Task requirements: Write out the full listing again, exactly as it stands.

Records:
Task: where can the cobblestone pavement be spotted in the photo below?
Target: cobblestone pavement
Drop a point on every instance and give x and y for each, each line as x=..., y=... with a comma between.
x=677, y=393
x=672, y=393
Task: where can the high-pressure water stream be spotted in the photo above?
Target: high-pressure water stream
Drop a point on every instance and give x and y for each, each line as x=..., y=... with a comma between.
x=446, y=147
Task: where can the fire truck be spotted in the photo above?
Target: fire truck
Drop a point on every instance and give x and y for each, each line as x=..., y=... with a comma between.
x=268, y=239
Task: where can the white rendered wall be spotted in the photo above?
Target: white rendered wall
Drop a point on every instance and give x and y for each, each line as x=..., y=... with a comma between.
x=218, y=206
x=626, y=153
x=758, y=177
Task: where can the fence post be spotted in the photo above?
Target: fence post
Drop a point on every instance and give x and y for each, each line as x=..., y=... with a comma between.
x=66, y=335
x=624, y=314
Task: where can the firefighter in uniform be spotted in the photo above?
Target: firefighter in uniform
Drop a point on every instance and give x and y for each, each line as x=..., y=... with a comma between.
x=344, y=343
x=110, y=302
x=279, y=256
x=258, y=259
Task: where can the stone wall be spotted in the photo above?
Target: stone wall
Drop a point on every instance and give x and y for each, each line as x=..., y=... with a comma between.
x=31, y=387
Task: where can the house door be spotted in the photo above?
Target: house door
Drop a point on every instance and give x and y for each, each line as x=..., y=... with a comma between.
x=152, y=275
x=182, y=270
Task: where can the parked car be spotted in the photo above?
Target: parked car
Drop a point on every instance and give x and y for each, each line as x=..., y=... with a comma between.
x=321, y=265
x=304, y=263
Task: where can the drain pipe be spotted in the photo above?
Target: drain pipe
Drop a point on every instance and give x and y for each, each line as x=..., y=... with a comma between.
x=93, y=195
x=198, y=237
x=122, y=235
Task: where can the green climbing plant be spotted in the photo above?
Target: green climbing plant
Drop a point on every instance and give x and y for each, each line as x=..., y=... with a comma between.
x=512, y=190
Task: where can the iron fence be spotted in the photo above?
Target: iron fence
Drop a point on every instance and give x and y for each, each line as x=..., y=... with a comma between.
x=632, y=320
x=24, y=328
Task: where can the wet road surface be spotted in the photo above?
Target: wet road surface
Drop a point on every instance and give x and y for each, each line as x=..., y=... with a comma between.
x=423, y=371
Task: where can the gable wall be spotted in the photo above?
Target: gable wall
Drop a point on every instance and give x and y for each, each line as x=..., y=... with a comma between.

Output below:
Task: where can the cobblestone pavement be spotted in the photo below?
Target: cobblestone pavement
Drop a point on every instance and give x and y for each, each line as x=..., y=... with a comma between.
x=677, y=393
x=672, y=393
Task: where can the high-pressure water stream be spotted in the photo above?
Target: high-pressure water stream
Drop a point on every instance and give x and y for each, each line as x=..., y=... with a comma between.
x=446, y=147
Task: where can the fire truck be spotted in the photo above?
Target: fire truck
Drop a point on every instance and give x and y for each, each line as x=..., y=... with a comma between.
x=268, y=239
Task: where can the white rendered wall be spotted in the photo above?
Target: white rendered wall
Drop a point on every instance and give x and y for each, each line as x=..., y=... with a comma between.
x=218, y=206
x=626, y=153
x=758, y=177
Task: where can the fence post be spotted in the photo above?
Target: fence post
Drop a point on every instance and give x and y for each, each line as x=..., y=... with a comma between.
x=66, y=335
x=624, y=314
Task: where can the firefighter in uniform be spotted in the photo above?
Target: firefighter in uniform
Drop a point on every instance and give x and y for each, each line as x=..., y=... with a comma between.
x=344, y=343
x=110, y=302
x=279, y=256
x=258, y=259
Task: where can the stone wall be spotted in the photo above?
Target: stone wall
Drop a point on every instance and give x and y for each, each line as x=..., y=... with a comma between.
x=31, y=387
Task: where can the house door be spotted in the photo above?
Target: house door
Drop a point on every instance and give x and y for each, each line as x=..., y=... with a comma between.
x=152, y=275
x=182, y=270
Task: where can the parked car be spotted in the photo above?
Target: parked car
Drop a point on every instance and give x and y for each, each line as x=..., y=... with a comma between.
x=321, y=265
x=304, y=263
Task: where can the drain pipe be spotted in the photo above?
Target: drain pipe
Drop a point on every instance and give x and y for each, each line as x=..., y=... with a comma between.
x=93, y=195
x=198, y=237
x=122, y=235
Task: where can the green climbing plant be spotted in the photo above?
Target: green climbing plant
Drop a point on every instance and give x and y for each, each line as x=..., y=... with a comma between.
x=512, y=190
Task: where can the iron fence be spotted in the photo above?
Target: iron fence
Drop a point on every instance and give x and y for each, each line as x=..., y=... with a comma between.
x=632, y=320
x=24, y=328
Task: where can the wet road surface be spotted in the photo above?
Target: wet road surface
Drop a point on every instance and give x and y for each, each line as x=..., y=... with a comma between.
x=423, y=371
Task: where can the gable wall be spotted in the photo above?
Target: gable wall
Drop a point on every instance and give x and y for each, each line as x=..., y=... with a comma between.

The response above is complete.